WORK ITEM
Word for word, the data below must be repeated in full; no picture is to be included.
===============
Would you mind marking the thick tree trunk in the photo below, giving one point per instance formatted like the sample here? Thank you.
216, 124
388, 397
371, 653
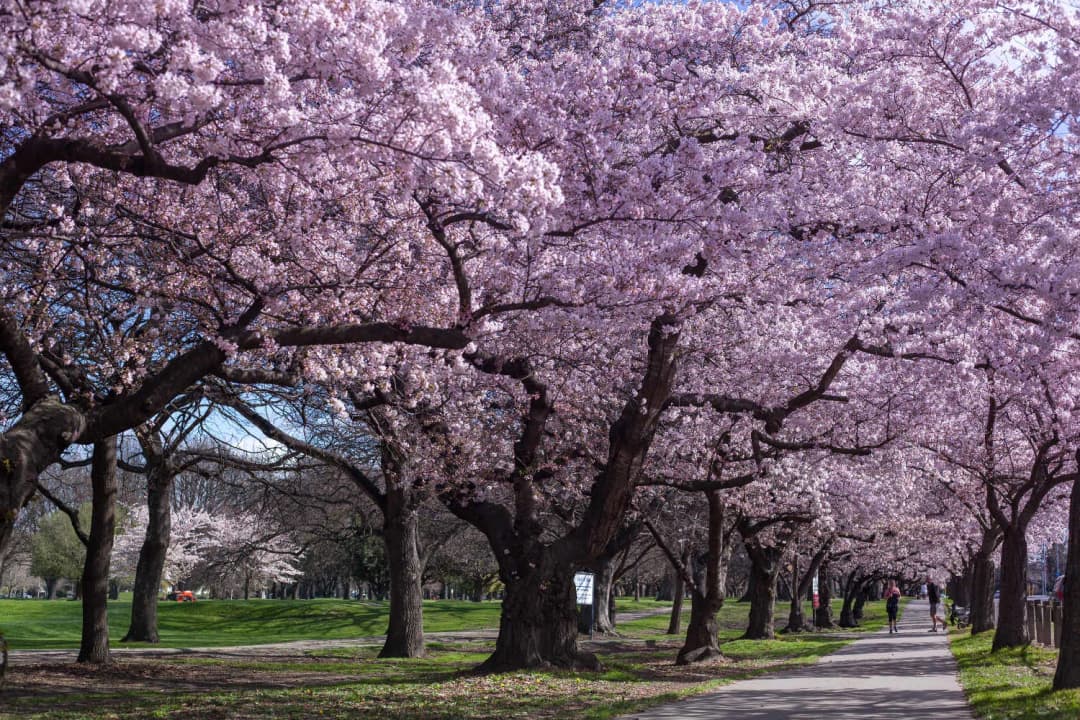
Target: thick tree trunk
764, 568
982, 594
856, 612
823, 615
847, 610
602, 596
702, 641
1012, 629
151, 558
1067, 675
710, 580
27, 448
751, 589
95, 574
539, 622
796, 617
400, 533
675, 624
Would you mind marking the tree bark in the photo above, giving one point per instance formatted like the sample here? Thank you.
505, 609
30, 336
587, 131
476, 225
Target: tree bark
711, 579
27, 448
796, 617
764, 568
982, 592
823, 615
94, 647
151, 556
1067, 675
1012, 629
847, 614
603, 605
539, 622
400, 532
856, 612
675, 624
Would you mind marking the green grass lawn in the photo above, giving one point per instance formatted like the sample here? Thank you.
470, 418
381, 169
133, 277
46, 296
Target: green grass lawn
351, 682
1011, 684
55, 624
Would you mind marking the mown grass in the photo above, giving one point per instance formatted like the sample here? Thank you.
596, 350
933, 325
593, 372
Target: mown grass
1011, 684
352, 682
56, 624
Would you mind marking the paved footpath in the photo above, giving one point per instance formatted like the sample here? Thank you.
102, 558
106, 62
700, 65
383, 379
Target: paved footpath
880, 677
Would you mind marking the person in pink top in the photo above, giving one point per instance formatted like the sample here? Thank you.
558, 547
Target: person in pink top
892, 605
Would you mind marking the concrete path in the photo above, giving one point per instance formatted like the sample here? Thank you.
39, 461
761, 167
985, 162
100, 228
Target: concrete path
880, 677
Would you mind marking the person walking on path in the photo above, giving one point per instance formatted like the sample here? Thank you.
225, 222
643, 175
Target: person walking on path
907, 677
934, 596
892, 605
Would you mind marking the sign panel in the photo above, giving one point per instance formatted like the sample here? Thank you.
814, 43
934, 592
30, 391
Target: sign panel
583, 583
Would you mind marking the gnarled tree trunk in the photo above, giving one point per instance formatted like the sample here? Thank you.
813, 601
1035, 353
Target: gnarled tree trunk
765, 567
675, 623
847, 610
711, 579
94, 647
27, 448
1067, 675
982, 588
539, 622
603, 605
151, 556
405, 634
823, 615
1012, 629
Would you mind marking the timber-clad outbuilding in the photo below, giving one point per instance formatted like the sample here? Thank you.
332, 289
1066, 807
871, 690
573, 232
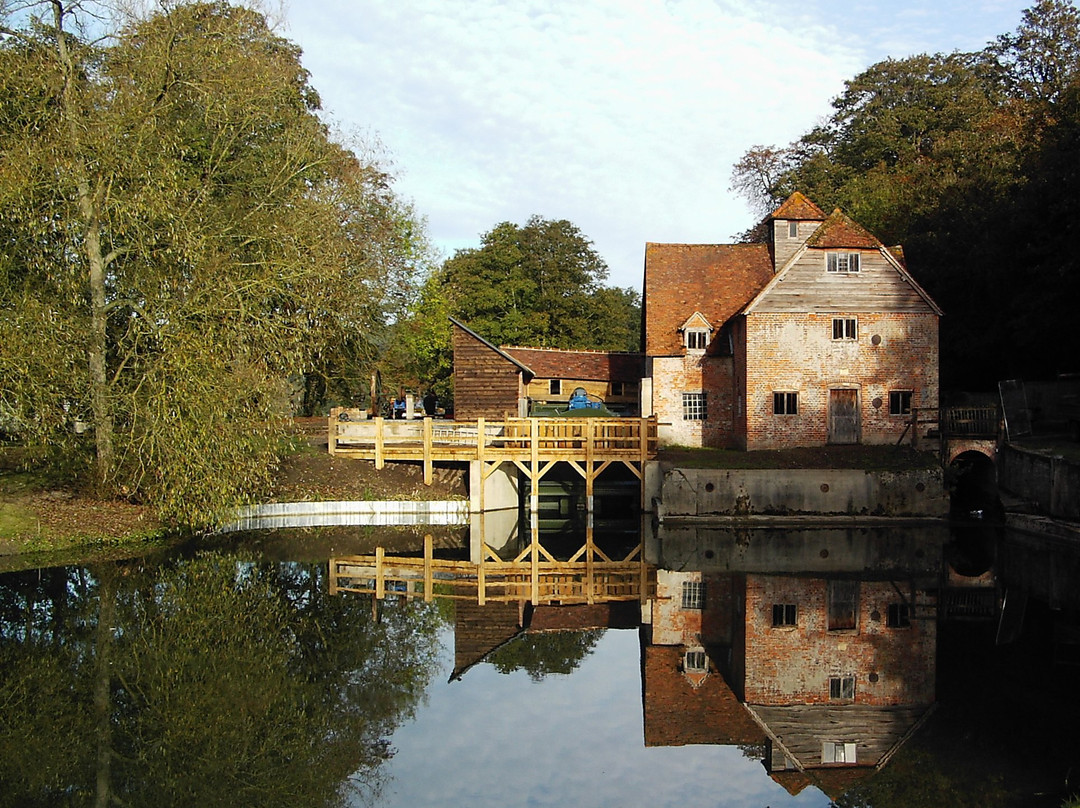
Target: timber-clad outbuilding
493, 381
820, 335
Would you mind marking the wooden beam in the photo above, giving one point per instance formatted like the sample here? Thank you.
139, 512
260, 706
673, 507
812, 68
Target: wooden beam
429, 550
427, 450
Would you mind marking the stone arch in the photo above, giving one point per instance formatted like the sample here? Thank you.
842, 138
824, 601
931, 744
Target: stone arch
972, 479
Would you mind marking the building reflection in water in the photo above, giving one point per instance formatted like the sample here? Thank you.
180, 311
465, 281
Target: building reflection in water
817, 644
812, 648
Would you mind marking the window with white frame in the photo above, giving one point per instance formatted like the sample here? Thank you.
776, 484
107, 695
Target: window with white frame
833, 752
693, 594
693, 407
697, 339
785, 403
694, 661
841, 263
841, 688
845, 327
784, 614
900, 402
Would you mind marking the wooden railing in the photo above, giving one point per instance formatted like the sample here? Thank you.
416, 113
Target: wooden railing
513, 439
976, 421
534, 576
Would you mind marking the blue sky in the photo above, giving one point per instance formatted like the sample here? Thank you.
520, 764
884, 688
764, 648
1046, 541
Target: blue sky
===============
SOLUTION TO THE EXERCISE
Would you mind marking the thick tree trunk in the photo below, giving one point per instance formatted like the sample here? Thank you.
216, 124
388, 397
371, 653
Target: thick tree trunk
764, 568
982, 594
856, 612
823, 615
847, 610
602, 596
702, 641
1012, 629
151, 558
1067, 675
710, 580
27, 448
751, 589
95, 574
539, 622
796, 617
400, 533
675, 624
Would you mind marking the tree bark in the photo above, giving one point per instance formatted like the sample here? Thank you.
505, 609
30, 336
587, 131
476, 225
Target: tree bark
711, 579
27, 448
796, 617
764, 568
982, 592
823, 615
94, 647
151, 556
1067, 675
1012, 629
847, 614
603, 605
539, 622
400, 532
856, 612
675, 624
Would you mind marking the green grass lawn in the photo above, giving one point per instance formatted like the sample here? Thank you.
470, 418
381, 169
133, 277
46, 296
Target: green grass lawn
351, 682
1011, 684
55, 624
Would you mind marking the mown grass in the photo above, giving one point per instance formatted like the sample here? Thank you.
596, 350
933, 325
593, 372
Target: mown grass
1011, 684
352, 682
56, 624
Would you mind marking the paved footpath in the photo above, giving one point per instance formatted like the sample here? Thank you.
102, 558
106, 62
700, 65
383, 379
Target: paved footpath
880, 677
Would you mind marking the person in pink top in the photo above, giving one point per instance formatted like the sample here? Thank you.
558, 547
Target: person in pink top
892, 605
Would you mind marking the concrete path in the photo above, giving one point per instance formatted like the sample here? Thank you.
39, 461
761, 167
985, 162
100, 228
Target: concrete path
880, 677
Would you mind marking the person walking on path in the photo above, giving one point per instance formatted like the sample here? Thank you.
225, 222
643, 175
Target: person walking on path
907, 677
934, 596
892, 605
Would you mind marking the sign panel in the photo above, giving one point per instance formatted like the sample here? Thank you.
814, 43
934, 592
30, 391
Target: sign panel
583, 583
Would you mind marking the gnarled tree trunk in the photo above, giving one point per instance formatted like the sample here? Thank you.
813, 601
1035, 353
Target: gnarled tree trunk
765, 567
675, 623
847, 610
711, 579
94, 647
27, 448
1067, 675
982, 588
539, 622
603, 605
151, 556
405, 634
823, 615
1012, 629
Would you mind marking the timber-clad outbuilding in the photo below, giving one point per instance formatted like the sample here? Thank you.
332, 289
1066, 807
871, 690
573, 232
Target: timber-clad outbuilding
493, 381
820, 335
Would you mind marking the wooden beam in the photo above, giving one point per instance formatted like the sample here? Thank you.
139, 512
260, 706
673, 507
812, 68
Target: wooden beam
429, 550
427, 450
Would you mind marking the stone arch in the photo above, giving one point per instance formatted like the sample here? Thank you.
842, 138
824, 601
931, 744
Target: stone arch
972, 479
Would you mind marking the building reflection in water in the photo above, giving one point per instance formatted like the sample here? Thank you.
180, 311
465, 281
Target: building reflection in water
817, 644
812, 648
Would you mind marking the window with white frame in the photo above, giving one point per instance formatted like the sample here? Thank you.
776, 484
107, 695
Target: window with white frame
833, 752
693, 594
693, 407
697, 339
785, 403
694, 661
841, 263
841, 688
845, 327
784, 614
900, 402
Would you mind marking the wooden railing in the photo above, giving one point per instance formatted like the sample here? Thank you.
416, 113
Target: wooden railing
513, 439
976, 421
534, 576
Would you mind marking the blue sky in the photo above, giving one point per instance formatted like the sample here? Thank you.
520, 764
884, 688
764, 648
1046, 541
Target: blue sky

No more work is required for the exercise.